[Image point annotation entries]

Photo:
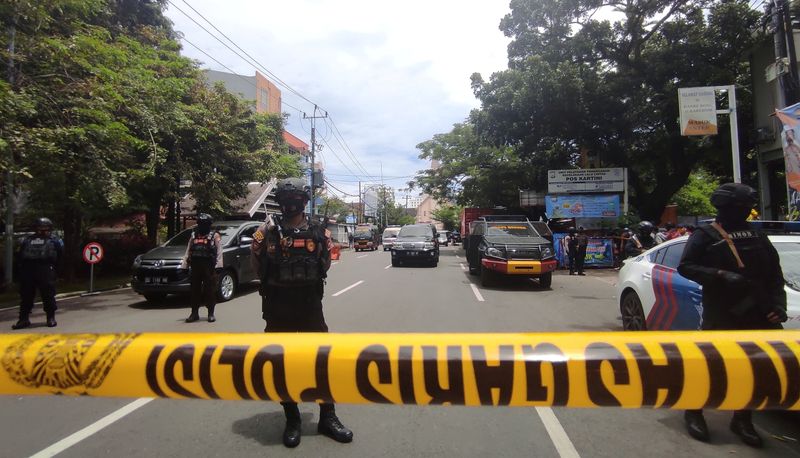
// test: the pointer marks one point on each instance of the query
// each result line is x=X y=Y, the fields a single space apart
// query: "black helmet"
x=289 y=186
x=734 y=195
x=44 y=222
x=204 y=222
x=645 y=227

SHORT PROBLEM:
Quote all of the data above line for line, without changing a character, but leave the picture out.

PROBLEM SOLUTION:
Photo:
// test: the pointer marks one point on each instance of the query
// each result line is x=X y=Y, the fields a single space apart
// query: "black helmet"
x=289 y=186
x=734 y=195
x=44 y=222
x=204 y=222
x=645 y=227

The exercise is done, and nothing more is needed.